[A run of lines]

■ ■ ■ ■ ■

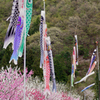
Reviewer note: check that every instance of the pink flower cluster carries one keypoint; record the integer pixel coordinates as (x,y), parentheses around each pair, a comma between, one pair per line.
(12,85)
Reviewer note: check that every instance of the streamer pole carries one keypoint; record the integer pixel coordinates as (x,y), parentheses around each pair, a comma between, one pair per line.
(44,10)
(24,47)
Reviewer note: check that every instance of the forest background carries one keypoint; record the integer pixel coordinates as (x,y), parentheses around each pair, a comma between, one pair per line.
(64,19)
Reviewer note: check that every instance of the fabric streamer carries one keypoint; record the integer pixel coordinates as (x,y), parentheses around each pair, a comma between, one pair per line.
(12,26)
(72,75)
(93,66)
(28,21)
(74,60)
(92,60)
(76,44)
(17,40)
(84,78)
(46,65)
(41,37)
(52,72)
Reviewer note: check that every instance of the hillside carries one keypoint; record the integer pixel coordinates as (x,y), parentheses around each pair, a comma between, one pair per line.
(64,19)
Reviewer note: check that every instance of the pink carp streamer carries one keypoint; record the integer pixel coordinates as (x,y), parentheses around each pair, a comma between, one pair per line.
(76,45)
(46,65)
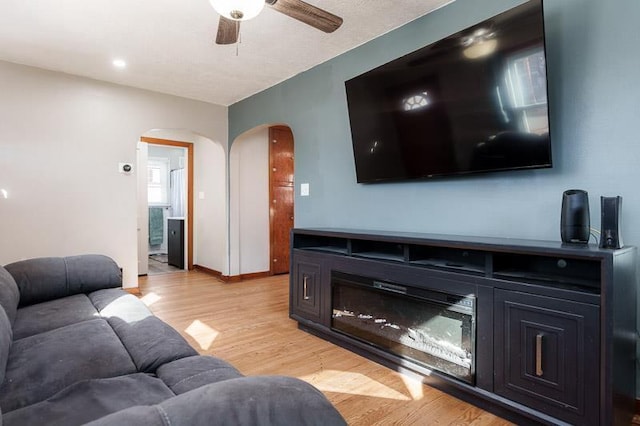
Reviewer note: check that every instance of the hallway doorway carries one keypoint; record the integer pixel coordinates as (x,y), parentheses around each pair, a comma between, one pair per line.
(165,205)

■ ■ ■ ■ ■

_Stated goal_:
Copy out everything from the line that contains "Reviewer note: check that every instance of the pink carp" down to the last line, word for word. Leave the pictures out of your answer.

_The answer_:
Reviewer note: check that every instance of the pink carp streamer carries one keypoint; record the integer pixel coordinates as (x,y), parentheses around each pair, a comma between, one pair per line.
(76,45)
(46,65)
Reviewer note: check that every instance of the hallway doorway carries one keypoint; record the integer pixel coordinates as (x,y), parentheses around each pair, a comma between, one pair per line.
(165,205)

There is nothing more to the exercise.